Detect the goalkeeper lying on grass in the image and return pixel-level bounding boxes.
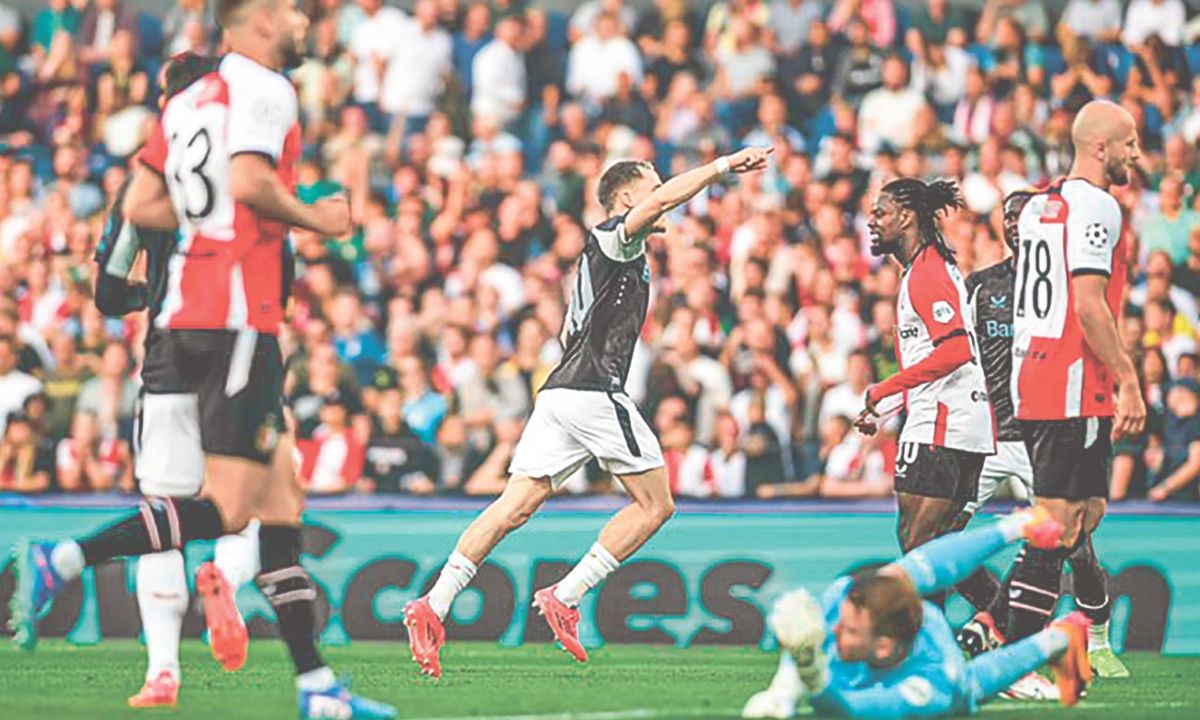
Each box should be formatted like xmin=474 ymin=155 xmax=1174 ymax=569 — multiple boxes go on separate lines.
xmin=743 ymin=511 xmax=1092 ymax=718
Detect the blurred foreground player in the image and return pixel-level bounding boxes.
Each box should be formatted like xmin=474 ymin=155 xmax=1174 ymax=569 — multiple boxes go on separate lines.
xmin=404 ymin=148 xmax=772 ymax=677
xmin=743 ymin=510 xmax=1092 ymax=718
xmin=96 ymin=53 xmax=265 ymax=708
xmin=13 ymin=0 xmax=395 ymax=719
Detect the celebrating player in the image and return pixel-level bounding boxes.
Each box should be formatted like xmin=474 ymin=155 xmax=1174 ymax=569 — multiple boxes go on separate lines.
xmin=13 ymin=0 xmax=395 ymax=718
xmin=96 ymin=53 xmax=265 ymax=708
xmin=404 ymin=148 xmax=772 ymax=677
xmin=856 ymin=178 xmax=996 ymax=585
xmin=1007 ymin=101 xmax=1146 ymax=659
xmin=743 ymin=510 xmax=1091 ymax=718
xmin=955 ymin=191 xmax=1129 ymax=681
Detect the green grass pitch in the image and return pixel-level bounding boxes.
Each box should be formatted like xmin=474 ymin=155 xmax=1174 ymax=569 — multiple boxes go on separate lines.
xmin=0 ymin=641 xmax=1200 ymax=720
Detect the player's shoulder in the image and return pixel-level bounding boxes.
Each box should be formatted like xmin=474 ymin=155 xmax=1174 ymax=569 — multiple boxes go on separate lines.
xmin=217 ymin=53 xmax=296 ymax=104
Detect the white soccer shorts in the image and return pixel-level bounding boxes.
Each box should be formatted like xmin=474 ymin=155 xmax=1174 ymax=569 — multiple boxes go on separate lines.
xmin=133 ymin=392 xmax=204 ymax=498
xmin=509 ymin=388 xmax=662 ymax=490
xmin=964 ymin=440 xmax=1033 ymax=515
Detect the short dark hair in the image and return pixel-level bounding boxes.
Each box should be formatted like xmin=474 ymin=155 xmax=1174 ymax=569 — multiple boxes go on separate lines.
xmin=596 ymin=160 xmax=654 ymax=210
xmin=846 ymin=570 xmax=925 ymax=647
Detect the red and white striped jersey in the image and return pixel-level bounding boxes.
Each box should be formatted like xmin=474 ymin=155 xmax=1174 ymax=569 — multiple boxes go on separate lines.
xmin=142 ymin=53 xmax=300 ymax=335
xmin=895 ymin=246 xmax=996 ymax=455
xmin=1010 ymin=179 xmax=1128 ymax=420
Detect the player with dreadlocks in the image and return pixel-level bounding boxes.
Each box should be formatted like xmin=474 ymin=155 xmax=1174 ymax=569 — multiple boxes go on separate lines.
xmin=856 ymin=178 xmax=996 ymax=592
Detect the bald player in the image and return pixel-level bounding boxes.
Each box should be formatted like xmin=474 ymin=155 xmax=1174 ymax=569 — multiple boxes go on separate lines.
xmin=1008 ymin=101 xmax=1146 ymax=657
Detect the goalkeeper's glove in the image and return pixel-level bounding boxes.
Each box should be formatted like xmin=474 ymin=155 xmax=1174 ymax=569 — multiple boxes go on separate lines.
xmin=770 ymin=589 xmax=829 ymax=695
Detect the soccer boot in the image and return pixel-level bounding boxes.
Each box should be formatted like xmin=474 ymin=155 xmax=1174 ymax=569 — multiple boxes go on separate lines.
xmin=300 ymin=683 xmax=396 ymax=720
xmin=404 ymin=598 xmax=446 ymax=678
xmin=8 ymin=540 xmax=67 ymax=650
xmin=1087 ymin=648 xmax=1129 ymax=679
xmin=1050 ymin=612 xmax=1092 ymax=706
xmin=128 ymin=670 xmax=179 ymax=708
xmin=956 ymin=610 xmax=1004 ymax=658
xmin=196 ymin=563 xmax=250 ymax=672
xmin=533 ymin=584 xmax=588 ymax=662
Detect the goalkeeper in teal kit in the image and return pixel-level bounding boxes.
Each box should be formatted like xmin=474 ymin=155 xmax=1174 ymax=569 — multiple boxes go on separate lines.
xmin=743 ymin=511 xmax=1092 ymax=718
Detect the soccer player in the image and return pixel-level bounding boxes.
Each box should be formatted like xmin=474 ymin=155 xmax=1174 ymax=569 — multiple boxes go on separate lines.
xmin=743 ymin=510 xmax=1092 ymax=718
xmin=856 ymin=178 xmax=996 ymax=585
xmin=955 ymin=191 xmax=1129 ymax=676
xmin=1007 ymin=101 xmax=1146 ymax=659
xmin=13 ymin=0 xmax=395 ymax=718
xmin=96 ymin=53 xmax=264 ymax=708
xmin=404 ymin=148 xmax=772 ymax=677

——

TASK DIRECTIONS:
Set down every entry word for word, but omit the pictures.

TASK OUTPUT:
Detect the goalkeeper lying on grass in the image and return pixel-level bounding boxes.
Each box should be formatted like xmin=474 ymin=155 xmax=1174 ymax=569 — multiple boxes go on separate lines.
xmin=743 ymin=511 xmax=1092 ymax=718
Detect the blurred foreground player in the image and return pixel-level bounding boxes.
Each box should be formatted like xmin=474 ymin=155 xmax=1174 ymax=569 — multiple boxes go on separate lines.
xmin=404 ymin=148 xmax=772 ymax=677
xmin=743 ymin=510 xmax=1092 ymax=718
xmin=96 ymin=53 xmax=265 ymax=708
xmin=13 ymin=0 xmax=395 ymax=719
Detect the celebrating player in the image and return pixel-level bounding boxes.
Each box should be formatted like xmin=474 ymin=155 xmax=1174 ymax=569 — multiple boxes go on separate lines.
xmin=13 ymin=0 xmax=395 ymax=718
xmin=96 ymin=53 xmax=265 ymax=708
xmin=404 ymin=148 xmax=772 ymax=677
xmin=856 ymin=178 xmax=996 ymax=585
xmin=1007 ymin=101 xmax=1146 ymax=659
xmin=743 ymin=510 xmax=1091 ymax=718
xmin=955 ymin=191 xmax=1129 ymax=681
Detect the green grass pitch in the image and return pixel-level bounding boxes.
Each box should be formatted like xmin=474 ymin=155 xmax=1174 ymax=569 — multiple boxes go on separate lines.
xmin=0 ymin=641 xmax=1200 ymax=720
Detect the player's shoulder in the image and return pixel-level bounding boxes.
Each box should be formatted like xmin=474 ymin=155 xmax=1174 ymax=569 — multiple boxes go on separate lines.
xmin=217 ymin=53 xmax=296 ymax=104
Detect the white soccer shorts in the image and return pixel-level bounding boxes.
Each box should be formatted like xmin=474 ymin=155 xmax=1174 ymax=569 — multiple boxes go on separate lines.
xmin=133 ymin=392 xmax=204 ymax=498
xmin=509 ymin=388 xmax=662 ymax=490
xmin=964 ymin=440 xmax=1033 ymax=515
Detect the short dark hair in the image and return pixel-level bounding boxes.
Each box should be formatted like xmin=474 ymin=155 xmax=1174 ymax=569 — multiple boxes go on separate lines.
xmin=596 ymin=160 xmax=654 ymax=210
xmin=846 ymin=570 xmax=925 ymax=647
Detect the red and white striped jersey in the image and return pixel-level bounding boxes.
Each box should be formatted like xmin=474 ymin=155 xmax=1174 ymax=569 — multiple boxes go on separate lines.
xmin=142 ymin=53 xmax=300 ymax=335
xmin=895 ymin=246 xmax=996 ymax=455
xmin=1010 ymin=179 xmax=1128 ymax=420
Detect the player with dreadlocks in the image and return pixel-level bounding boxes.
Each box should be formatted like xmin=474 ymin=155 xmax=1174 ymax=569 — multiple boxes go on separate lines.
xmin=856 ymin=178 xmax=996 ymax=592
Detect the bald player in the image and return pixel-level bounding boxes.
Each box should be formatted like xmin=474 ymin=155 xmax=1174 ymax=569 — multiple boxes go on separate lines.
xmin=1008 ymin=101 xmax=1146 ymax=657
Detect the goalkeeper's glove in the image and return pixel-level bounding boxes.
Each box should be formatted like xmin=474 ymin=155 xmax=1174 ymax=569 — multiple boxes go on separate lines.
xmin=770 ymin=589 xmax=829 ymax=695
Detect the soccer boot in the image and return pixel-level bounding boxes.
Each box should be formatted like xmin=474 ymin=155 xmax=1174 ymax=569 — multiple boxes go on separate lines.
xmin=300 ymin=683 xmax=396 ymax=720
xmin=404 ymin=598 xmax=446 ymax=678
xmin=8 ymin=540 xmax=67 ymax=650
xmin=1087 ymin=648 xmax=1129 ymax=679
xmin=1050 ymin=612 xmax=1092 ymax=706
xmin=128 ymin=670 xmax=179 ymax=708
xmin=956 ymin=610 xmax=1004 ymax=658
xmin=196 ymin=563 xmax=250 ymax=672
xmin=533 ymin=584 xmax=588 ymax=662
Detect the goalkeeper in teal kit in the image and return pixel-level bounding boxes.
Each box should be formatted like xmin=474 ymin=155 xmax=1174 ymax=569 — multiple boxes go on separate lines.
xmin=743 ymin=511 xmax=1092 ymax=718
Detect the soccer player in the image and return pixel-level bounding boxes.
Each box should be formatted like xmin=474 ymin=155 xmax=1174 ymax=569 — multiple boxes go on separate lines.
xmin=743 ymin=510 xmax=1092 ymax=718
xmin=856 ymin=178 xmax=996 ymax=585
xmin=955 ymin=191 xmax=1129 ymax=676
xmin=1007 ymin=101 xmax=1146 ymax=659
xmin=13 ymin=0 xmax=395 ymax=718
xmin=96 ymin=53 xmax=264 ymax=708
xmin=404 ymin=148 xmax=772 ymax=677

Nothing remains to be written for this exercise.